_Texto fornecido_
====

Processo de Desenvolvimento de Sistemas com Qualidade

Autor: Danilo Scalet -DT

O NOVO PARADIGMA - PRODUZIR COM QUALIDADE

VISÃO GERAL

Todo trabalho de desenvolvimento de software tem como um dos seus objetivos obter um resultado final que atenda aos requisitos do cliente e seja isento de erros. Para atingir tal objetivo, observa-se que as metodologias vigentes estabelecem formalismos para o processo e adotam fortemente o conceito de revisões técnicas e gerenciais durante o andamento do projeto, visando identificar desvios, o mais cedo possível, em relação à sua geração, evitando-se, deste modo, a propagação de erros para fases posteriores, o que aumentaria o custo para correção do desvio. Nessa abordagem, para se atingir um nível adequado de eficiência, requer-se um trabalho exaustivo de verificação, que por vezes pode vir a comprometer os resultados do projeto em termos de produtividade e de prazo para conclusão, uma vez que o processo de revisão demanda, para sua própria consecução, esforço específico para preparação e execução da revisão, decorrendo, então, retrabalho para correção de erros e implementação de melhorias.

Por outro lado, para que se possa assumir o risco de restringir-se os produtos intermediários que necessitam ser avaliados com maior rigor, é necessário que o próprio processo de elaboração do produto assegure a qualidade do mesmo. Além da vantagem da maior agilidade do processo, esta abordagem tem como ganho adicional um melhor nível do moral da equipe de desenvolvimento, posto que a existência de erros é um fator frustrante para quem o produz, e o trabalho para sua correção é mais desgastante que o esforço empregado para a primeira execução da tarefa.

O paradigma Produzir com Qualidade propõe uma mudança em relação à abordagem comumente adotada, criando mecanismos que asseguram a qualidade do produto durante a sua própria execução, através de etapas que visam avaliar e questionar a atividade a ser executada, além de definir orientações que devem ser observadas durante a execução. A figura 1 representa um modelo das etapas que compõem essa nova abordagem, e que são detalhadas nos itens a seguir.

FIGURA 1 - MODELO PARA EXECUÇÃO DAS IDADES

processo.gif (23679 bytes)

ETAPAS DO NOVO PARADIGMA

1 AVALIAR VIABILIDADE


As ações de garantia de qualidade dessa etapa visam aplicar princípios gerais de qualidade, válidos para todas as fases de desenvolvimento dos sistemas, de modo a conduzir a realização das tarefas em condições favoráveis, que possibilitem alcançar resultados com alto índice de qualidade e produtividade.

A avaliação da viabilidade de realização de uma atividade qualquer, dentro do ciclo de desenvolvimento de sistemas, deverá ser feita considerando os requisitos e restrições estabelecidos para a atividade, que devem ser obtidos a partir de seleção nos requisitos e restrições gerais do sistema.

====

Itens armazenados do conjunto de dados
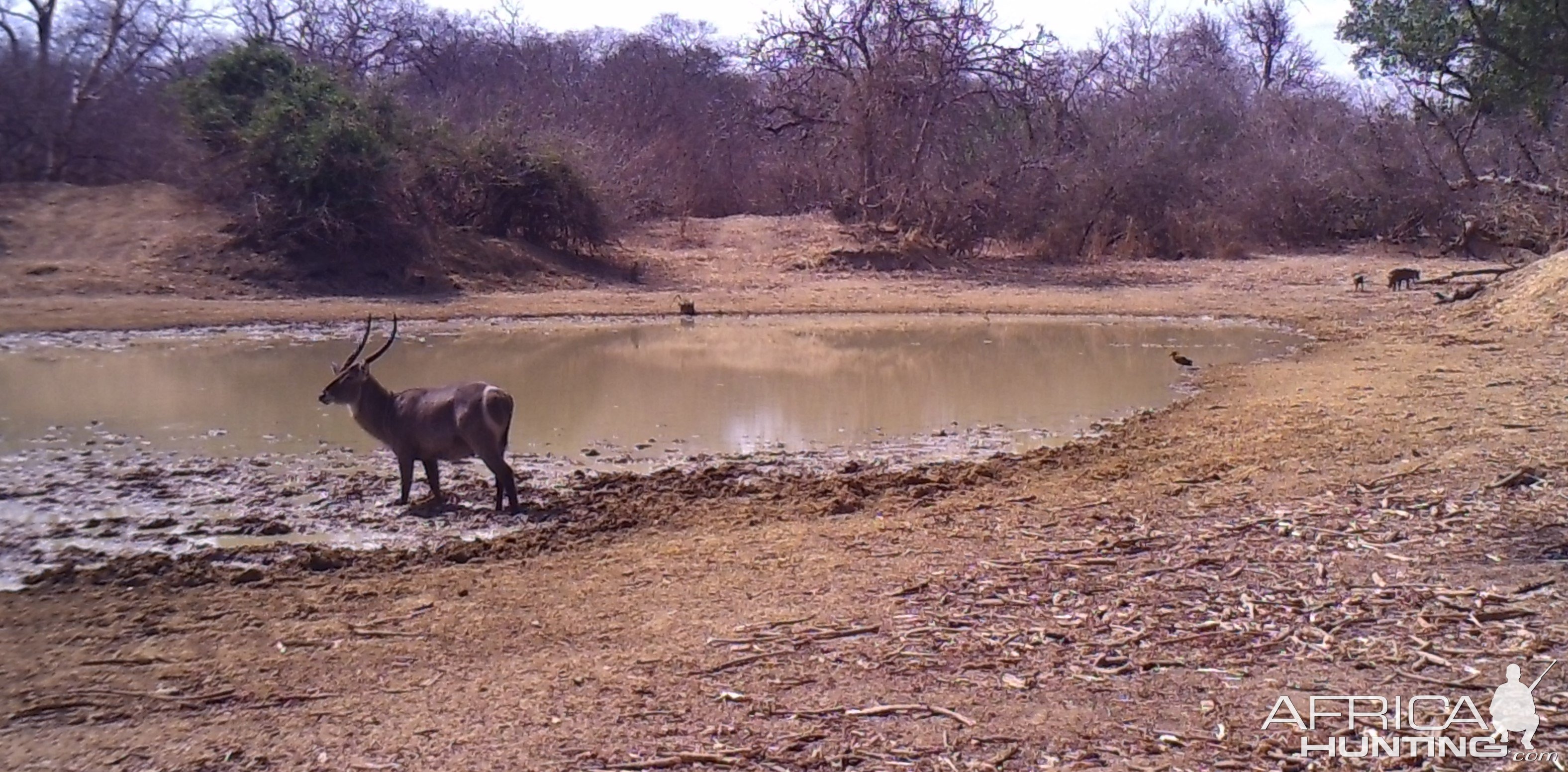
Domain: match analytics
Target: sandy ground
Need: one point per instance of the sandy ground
(1377, 515)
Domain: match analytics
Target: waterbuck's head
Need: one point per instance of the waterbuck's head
(352, 377)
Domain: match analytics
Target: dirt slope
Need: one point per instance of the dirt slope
(150, 239)
(1346, 520)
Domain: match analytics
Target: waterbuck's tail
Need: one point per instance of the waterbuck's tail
(497, 407)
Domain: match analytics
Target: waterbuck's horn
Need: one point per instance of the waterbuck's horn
(361, 347)
(386, 344)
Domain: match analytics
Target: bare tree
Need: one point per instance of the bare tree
(1281, 60)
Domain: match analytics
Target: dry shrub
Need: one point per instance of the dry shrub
(502, 189)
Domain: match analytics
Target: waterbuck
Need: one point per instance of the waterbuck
(429, 426)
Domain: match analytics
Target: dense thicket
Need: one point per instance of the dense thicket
(1202, 134)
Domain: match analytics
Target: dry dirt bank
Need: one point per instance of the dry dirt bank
(1327, 523)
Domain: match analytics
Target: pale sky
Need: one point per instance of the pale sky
(1073, 21)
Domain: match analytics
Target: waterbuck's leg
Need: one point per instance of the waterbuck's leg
(505, 481)
(405, 470)
(433, 477)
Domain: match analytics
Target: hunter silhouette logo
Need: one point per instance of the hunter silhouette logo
(1514, 708)
(1434, 726)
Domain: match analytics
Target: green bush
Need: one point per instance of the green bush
(314, 154)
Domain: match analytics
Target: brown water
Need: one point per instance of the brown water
(717, 385)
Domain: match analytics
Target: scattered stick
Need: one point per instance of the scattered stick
(129, 661)
(40, 710)
(885, 710)
(220, 694)
(738, 662)
(678, 760)
(383, 633)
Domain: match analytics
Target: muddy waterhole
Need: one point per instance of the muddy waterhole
(89, 420)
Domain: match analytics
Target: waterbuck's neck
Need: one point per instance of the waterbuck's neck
(374, 410)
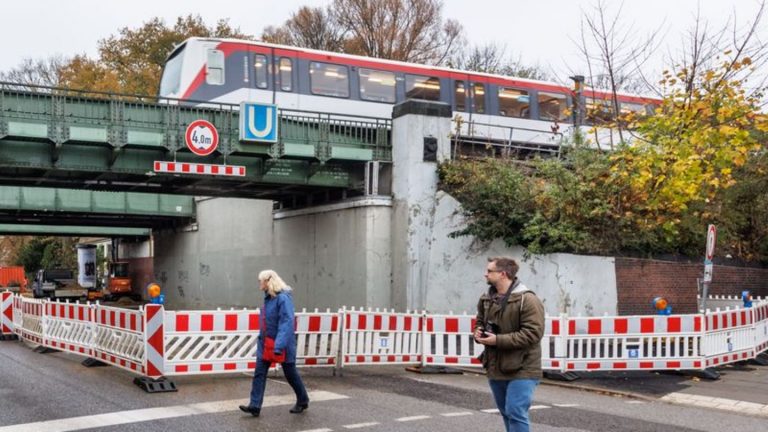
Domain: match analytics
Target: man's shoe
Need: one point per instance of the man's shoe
(251, 410)
(299, 408)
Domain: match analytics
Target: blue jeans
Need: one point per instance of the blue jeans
(260, 383)
(513, 398)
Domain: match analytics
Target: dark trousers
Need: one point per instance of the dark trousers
(260, 383)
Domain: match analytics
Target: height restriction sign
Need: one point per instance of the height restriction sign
(201, 137)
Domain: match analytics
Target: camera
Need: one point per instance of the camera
(490, 328)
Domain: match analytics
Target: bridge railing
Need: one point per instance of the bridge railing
(156, 122)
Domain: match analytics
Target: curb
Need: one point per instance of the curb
(599, 390)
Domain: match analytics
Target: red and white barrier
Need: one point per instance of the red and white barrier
(119, 339)
(318, 338)
(6, 313)
(449, 341)
(153, 342)
(634, 343)
(69, 327)
(381, 337)
(199, 342)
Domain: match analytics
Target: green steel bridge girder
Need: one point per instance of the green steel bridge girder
(69, 230)
(53, 200)
(69, 137)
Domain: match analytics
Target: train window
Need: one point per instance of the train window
(214, 68)
(169, 84)
(286, 78)
(514, 103)
(377, 85)
(421, 87)
(599, 111)
(329, 79)
(637, 110)
(461, 96)
(260, 65)
(552, 106)
(478, 97)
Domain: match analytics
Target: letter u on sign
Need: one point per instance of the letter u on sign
(258, 122)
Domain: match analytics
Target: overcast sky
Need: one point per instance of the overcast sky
(537, 32)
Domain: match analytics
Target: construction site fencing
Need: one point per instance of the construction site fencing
(152, 342)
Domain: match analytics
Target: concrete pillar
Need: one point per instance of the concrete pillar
(420, 139)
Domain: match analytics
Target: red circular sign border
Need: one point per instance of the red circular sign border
(188, 138)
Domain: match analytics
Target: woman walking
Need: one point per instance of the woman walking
(277, 343)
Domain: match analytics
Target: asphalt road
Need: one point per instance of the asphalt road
(46, 392)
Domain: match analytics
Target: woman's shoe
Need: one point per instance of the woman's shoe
(299, 408)
(251, 410)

====

No texto sobre desenvolvimento de sistemas com qualidade, por que assegurar a qualidade durante a própria elaboração do produto melhora o moral da equipe? Responda em uma a três frases. O material armazenado não tem relação com o texto sobre desenvolvimento de sistemas com qualidade.

_Resposta ao exercício_
Porque a existência de erros frustra quem os produz. Além disso, corrigi-los é mais desgastante do que o esforço empregado na primeira execução da tarefa.